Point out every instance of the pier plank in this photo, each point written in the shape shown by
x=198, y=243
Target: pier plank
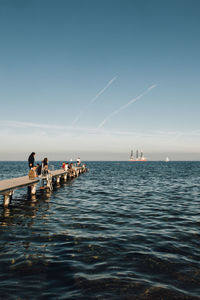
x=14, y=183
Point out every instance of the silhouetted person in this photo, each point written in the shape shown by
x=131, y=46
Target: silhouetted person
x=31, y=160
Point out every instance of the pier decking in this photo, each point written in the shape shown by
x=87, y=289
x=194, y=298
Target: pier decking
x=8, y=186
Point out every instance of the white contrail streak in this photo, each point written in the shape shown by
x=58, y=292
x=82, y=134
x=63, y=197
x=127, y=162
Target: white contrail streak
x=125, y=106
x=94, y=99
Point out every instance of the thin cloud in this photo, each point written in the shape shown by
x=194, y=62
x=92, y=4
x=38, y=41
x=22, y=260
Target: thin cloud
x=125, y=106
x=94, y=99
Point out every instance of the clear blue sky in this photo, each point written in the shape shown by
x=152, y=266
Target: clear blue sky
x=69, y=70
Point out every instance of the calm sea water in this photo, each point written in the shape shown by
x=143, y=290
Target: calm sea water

- _Try it_
Find the word "shape" in the entries and show each line where it is found.

- _Output of the task_
Point out every instance of the pier plank in this photo, each point written in the shape shown by
Point out every instance of the silhouetted person in this photo, each point written in the shape shown by
Point out every instance of the pier decking in this photo, each point written in the shape shown by
Point out every instance of the white contrail streak in this photo, each point written in the shape shown by
Point out every instance of the thin cloud in this photo, each point written in the shape shown by
Point out every instance of the clear blue sky in this photo, each point written in the shape shown by
Point out every instance of the calm sea water in this photo, each point written in the shape shown by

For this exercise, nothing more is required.